● Provided passage
There are high performance GT cars too Adam.

Protegimus


----------



## vxrcymru (Sep 29, 2009)

Adamantium said:


> I don't get the pops and bangs obsession. It's not a rally car!


Just a bit of fun for us wanna be chavs, I imagine you're waiting for a fully electric zero noise R37.


----------



## Webber (Jul 17, 2012)

Anybody tried the rolling launch yet? I'm interested to hear feedback on that


----------



## Adamantium (Jun 24, 2002)

vxrcymru said:


> Just a bit of fun for us wanna be chavs, I imagine you're waiting for a fully electric zero noise R37.


When you drive a powerful electric car, you'll want one too! Not so keen on zero noise, give me a ferrari V8 and I'd have a loud exhaust, or even an RB26, which is a glorious engine. Those sounds should be heard. Sadly the VR38 sounds dull and is best silenced.

Also, I don't see the point in making cars loud at idle when they are just annoying people and preventing me from hearing nicer things like my choice of music. When you open the taps you want the noise, but when the car is just here you happen to be until you get to your destination, I'd love it to be silent.

Does that make sense?


----------



## Satan (Mar 8, 2012)

Litchfield said:


> Callum, Our Traction Control setup is designed sit as an extra layer above the original systems. It starts working gently before the Normal Nissan VDC setup has reacted. We don’t close the throttle (like the Nissan system) so it’s a smooth reduction of power, varies with speed and the amount of wheel spin detected. Our traction control intervention kicks in more aggressively as needed and you can still trigger Nissan’s VDC safety net in R mode. However now it’s not as harsh if it does intervene. It also means you can keep Nissan’s stability control which brakes individual wheels to balance the car in Normal and R mode.

● Provided material
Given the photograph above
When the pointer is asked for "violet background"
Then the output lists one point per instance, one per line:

● Requirements
1. Answer these about the car forum thread:
(a) Which engine does Adamantium call dull-sounding and best silenced?
(b) What does Webber want feedback on?
(c) According to Litchfield, what does their traction control not do that the Nissan system does?
2. Extend the car forum thread from its last sentence.
You won't need the lines for anything here.

● Exercise responses
1.
(a) The VR38.
(b) The rolling launch.
(c) It does not close the throttle.

2.
> You can run the LTC on its own with all of Nissan VDC systems off and you can turn it off as well
> 
> Jason, Pops and bangs can be added once the general mapping is complete  You've got to send me your first log at least


Iain

Is this likely to cure the problem of TC cutting in when accelerating down hill? I have a particular piece of road that drops right on a downhill bend with about a mile of view leading to some lovely twisty's so need to get the overtaking done and clear the traffic ready to enjoy the bends.

With TC in Normal or Race as I boot it to overtake the system just cuts the power completely and I have to fully lift and try again. (I haven't got the ba$$s to try it with TC off) It often happens on downhill sections and is a real annoyance.

Will the LTC sort this out? Does evryone else find the same issue?

Satan


----------



## Buzby (May 15, 2013)

It's personal taste Adam I guess but with the right exhaust the VR can sound like highly tuned V series engine, dull would not be a word I would use to describe the sound track 

Equally you can't tell me that when you first got it you didn't hunt for a tunnel run? After all we're all 10 years old again when we hit the starter button...


----------



## charles charlie (May 3, 2008)

Satan said:


> Iain
> 
> Is this likely to cure the problem of TC cutting in when accelerating down hill? I have a particular piece of road that drops right on a downhill bend with about a mile of view leading to some lovely twisty's so need to get the overtaking done and clear the traffic ready to enjoy the bends.
> 
> ...


Always happens even with VDC off. I guessed it was an in built safety feature given the long longitudinal nature of the drivetrain assembly. Downward loading on the transmission and driveshafts during acceleration may over stress these components.


----------



## OldBob (Oct 18, 2010)

charles charlie said:


> Always happens even with VDC off. I guessed it was an in built safety feature given the long longitudinal nature of the drivetrain assembly. Downward loading on the transmission and driveshafts during acceleration may over stress these components.


This was talked about in another thread too and as CC says, certainly with previous maps and stock the car is renowned for this behaviour even some report with VDC off. I can't say for all conditions VDC off can make it better but certainly the particular conditions I've had it happen on tracks (in R) have been better turning VDC off.


----------



## Adamantium (Jun 24, 2002)

Buzby,

I thought the impreza sounded better. Didn't stop me from buying the evo which sounded like a hair dryer.

Then had a V6 slk which sounded excellent.

Never had a truly incredible sounding car, and think the GT-R maintains that.

Satan,

The LTC confused me because the trouble with the stock TC is that it was over sensitive. You'd think you'd want to switch it off and switch on a less sensitive system.

What Iain has done is produced a more sensitive system with a less harsh correction.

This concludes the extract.